-------- Фрагмент текста --------

Монологизм предполагает единую
речевую манеру для всех героев произведения,
совпадающую, как правило, с речевой манерой
повествователя. Разноречие представляет
собой освоение разнокачественности речевых
манер, в нем речевой мир становится объектом
художественного изображения.
Монологизм как стилевой принцип
связан с авторитарной точкой зрения на
мир, разноречие – с вниманием к разнообразным
вариантам осмысления действительности,
так как в разнокачественности речевых
манер отражается разнокачественность
мышления о мире.
В разноречии целесообразно
выделять две разновидности: одна связана
с воспроизведением речевых манер разных
персонажей как взаимно изолированных
(«Кому на Руси жить хорошо» Некрасова,
очерки Н. Успенского, рассказы Чехова
и т.п.) и случай, когда речевые манеры разных
героев и повествователя определенным
образом взаимодействуют, «проникают»
друг в друга (романы Толстого, Тургенева
и в особенности Достоевского). Последний
тип разноречия в работах М.М. Бахтина
получил название полифонии.
В-третьих, наконец, речевая
форма произведения может характеризоватьсяноминативностью или риторичностью. Номинативность
предполагает акцент прежде всего на точности
художественного слова при использовании
нейтральной лексики, простых синтаксических
конструкций, отсутствии тропов и т.д.
Риторичность, напротив, использует
в большом количестве средства лексической
выразительности (возвышенную и сниженную
лексику, архаизмы и неологизмы и проч.),
тропы и синтаксические фигуры: повторы,
антитезы, риторические вопросы и обращения
и т.п.
В номинативности акцентируется
прежде всего сам объект изображения,
в риторичности – изображающее объект
слово. Номинативна, в частности, стилистика
таких произведений, как «Капитанская
дочка» Пушкина, «Отцы и дети» Тургенева,
«Дама с собачкой» Чехова. Риторичность
наблюдается, например, в лирике Лермонтова,
в рассказах Лескова, романах Достоевского
и т.д.
Рассмотренные свойства называются
речевыми доминантами произведения.
Есин А.Б. Принципы
и приемы анализа литературного произведения.
- М., 1998г.
38) Анализ композиции
текста
Детали изображенного мира и
их словесные обозначения в литературном
произведении располагаются определенным
образом, с особым художественным смыслом.
Такое расположение и составляет третью
структурную сторону художественной формы
– композицию.
В практике школьного литературоведения
анализу композиции отводится очень мало
времени и внимания. В сущности, понятие
о композиции в подавляющем большинстве
случаев сводится к понятию о сюжете и
его элементах.
Даже само определение композиции,
которое дается школьниками в 90% случаев
(«композиция – это построение произведения»),
является, по сути дела, метафорой, смысл
«которой остается темным и неясным: как
же построено произведение словесного,
динамического искусства – это ведь не
дом, не церковь, не театр...
Поэтому главу о композиции
мы начнем с точного, научного ее определения:
композиция – это состав и определенное
расположение частей, элементов и образов
произведения в некоторой значимой временной
последовательности.

-------- Данные набора --------

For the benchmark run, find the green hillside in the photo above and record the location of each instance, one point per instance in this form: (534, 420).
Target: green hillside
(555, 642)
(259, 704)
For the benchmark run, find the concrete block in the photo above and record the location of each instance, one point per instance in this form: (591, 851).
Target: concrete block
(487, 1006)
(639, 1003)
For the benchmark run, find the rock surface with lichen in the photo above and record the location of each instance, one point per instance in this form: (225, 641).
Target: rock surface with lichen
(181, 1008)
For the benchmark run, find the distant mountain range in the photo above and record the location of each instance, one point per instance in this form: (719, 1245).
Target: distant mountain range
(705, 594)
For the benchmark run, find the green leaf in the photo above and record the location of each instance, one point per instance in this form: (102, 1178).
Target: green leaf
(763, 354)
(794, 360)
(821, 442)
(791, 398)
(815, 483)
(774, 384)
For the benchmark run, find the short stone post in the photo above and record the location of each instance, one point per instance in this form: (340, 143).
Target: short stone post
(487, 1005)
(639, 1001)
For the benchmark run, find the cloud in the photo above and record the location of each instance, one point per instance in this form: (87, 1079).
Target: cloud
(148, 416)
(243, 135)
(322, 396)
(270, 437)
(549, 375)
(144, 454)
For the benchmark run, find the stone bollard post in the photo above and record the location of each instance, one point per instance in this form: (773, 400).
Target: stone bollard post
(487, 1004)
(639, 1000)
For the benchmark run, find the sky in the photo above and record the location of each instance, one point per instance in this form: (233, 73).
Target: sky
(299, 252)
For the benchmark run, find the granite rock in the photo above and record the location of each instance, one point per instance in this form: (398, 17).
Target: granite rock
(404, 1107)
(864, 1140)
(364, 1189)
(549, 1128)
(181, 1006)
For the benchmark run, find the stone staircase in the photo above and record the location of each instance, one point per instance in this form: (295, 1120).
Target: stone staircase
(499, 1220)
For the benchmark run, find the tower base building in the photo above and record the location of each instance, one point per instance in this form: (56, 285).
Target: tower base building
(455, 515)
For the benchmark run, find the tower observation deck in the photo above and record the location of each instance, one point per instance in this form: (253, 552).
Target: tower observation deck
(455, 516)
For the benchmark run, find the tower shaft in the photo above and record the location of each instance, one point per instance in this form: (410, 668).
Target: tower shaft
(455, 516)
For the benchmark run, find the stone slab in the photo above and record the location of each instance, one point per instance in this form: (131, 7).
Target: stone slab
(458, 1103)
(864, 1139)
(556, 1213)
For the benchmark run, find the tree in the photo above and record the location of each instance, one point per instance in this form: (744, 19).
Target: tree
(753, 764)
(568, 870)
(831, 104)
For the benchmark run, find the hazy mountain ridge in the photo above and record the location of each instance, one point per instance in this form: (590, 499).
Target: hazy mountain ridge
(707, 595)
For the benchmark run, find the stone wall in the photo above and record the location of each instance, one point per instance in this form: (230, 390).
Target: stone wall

--------

» **Условия упражнения**:
[A] Определите, согласуются ли с текстом о речевых доминантах утверждения (i) «Монологизм связан с авторитарной точкой зрения на мир», (ii) «Номинативность широко использует тропы» и (iii) «Полифонией Бахтин назвал разноречие с взаимно изолированными речевыми манерами». Для каждого ответьте «да» или «нет» и приведите точную решающую цитату из текста.
[B] Перепишите без изменений фрагмент текста о речевых доминантах между словами «Есин А.Б. Принципы» и «особым художественным смыслом.» включительно.
[C] Продолжите текст о речевых доминантах, начиная сразу после его последнего предложения.

» **Результаты заданий**:
[A]
(i) Да: «Монологизм как стилевой принцип связан с авторитарной точкой зрения на мир».
(ii) Нет: «Номинативность предполагает акцент прежде всего на точности художественного слова при использовании нейтральной лексики, простых синтаксических конструкций, отсутствии тропов».
(iii) Нет: «речевые манеры разных героев и повествователя определенным образом взаимодействуют, «проникают» друг в друга (романы Толстого, Тургенева и в особенности Достоевского). Последний тип разноречия в работах М.М. Бахтина получил название полифонии».

[B]
Есин А.Б. Принципы
и приемы анализа литературного произведения.
- М., 1998г.
38) Анализ композиции
текста
Детали изображенного мира и
их словесные обозначения в литературном
произведении располагаются определенным
образом, с особым художественным смыслом.

[C]
Последовательность эта никогда
не бывает случайной и всегда несет содержательную
и смысловую нагрузку; она всегда, иначе
говоря, функциональна. Показать это можно
на простейшем примере: нарушить последовательность
частей, например, в детективе – начав
читать книгу, заглянуть сразу в конец.
На практике, разумеется, никто
так не делает, потому что такое нарушение
композиционной последовательности лишает
смысла дальнейшее чтение и уж во всяком
случае лишает читателя доброй половины
удовольствия.
Но это, конечно, пример элементарный;
в более сложных случаях требуется и более
пристальный анализ, чтобы уяснить себе
логику и смысл композиционного построения
того или иного художественного целого.
В широком смысле слова композиция
– это структура художественной формы,
и первая ее функция – «держать» элементы
целого, делать целое из отдельных частей;
без обдуманной и осмысленной композиции
невозможно создать полноценное художественное
произведение.
Вторая функция композиции –
самим расположением и соотношением образов
произведения выражать некоторый художественный
смысл; как это происходит на практике,
мы и посмотрим в дальнейшем.
Многие учителя ориентируют
своих учеников на изучение внешнего слоя
композиции произведения: деления его
на тома, части, главы и т.п. Этого, как правило,
делать не следует, потому что этот внешний
слой композиции лишь в редких случаях
имеет самостоятельную художественную
значимость.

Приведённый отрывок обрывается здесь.